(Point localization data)

++++++++++

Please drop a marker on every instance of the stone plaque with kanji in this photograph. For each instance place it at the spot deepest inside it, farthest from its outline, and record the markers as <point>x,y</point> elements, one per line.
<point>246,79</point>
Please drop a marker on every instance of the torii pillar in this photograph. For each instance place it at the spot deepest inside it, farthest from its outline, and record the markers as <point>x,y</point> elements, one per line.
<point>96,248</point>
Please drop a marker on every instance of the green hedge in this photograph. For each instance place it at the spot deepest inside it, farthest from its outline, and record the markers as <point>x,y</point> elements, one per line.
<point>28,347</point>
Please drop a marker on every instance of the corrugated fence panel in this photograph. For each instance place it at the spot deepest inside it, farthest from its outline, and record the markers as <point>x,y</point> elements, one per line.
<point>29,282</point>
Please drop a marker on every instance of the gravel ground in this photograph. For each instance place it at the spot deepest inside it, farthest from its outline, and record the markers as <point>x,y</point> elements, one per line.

++++++++++

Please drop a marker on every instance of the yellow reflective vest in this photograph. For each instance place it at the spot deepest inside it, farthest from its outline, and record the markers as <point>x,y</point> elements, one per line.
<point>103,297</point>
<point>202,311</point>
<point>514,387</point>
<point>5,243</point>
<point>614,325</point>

++++++++++

## TASK OBJECTIVE
There is a run of lines above from the one with "Please drop a marker on every instance of the green" to the one with "Please drop a marker on every instance of the gravel"; print exactly that run, both ends included, and nothing else.

## EXERCISE ANSWER
Please drop a marker on every instance of the green hedge in this photograph. For each instance place it at the spot deepest inside it, farthest from its outline, and record the markers as <point>x,y</point> elements, one per line.
<point>28,347</point>
Please drop a marker on every instance of the corrugated fence panel in this photograph. For each instance place it at the spot deepest inside it, farthest from its outline, and record the markers as <point>x,y</point> elements, one per line.
<point>29,282</point>
Please drop a marker on every instance of the gravel ground in this photograph. For each instance place it at the spot deepest inside it, farthest from its outline, and record the markers as <point>x,y</point> elements, one per line.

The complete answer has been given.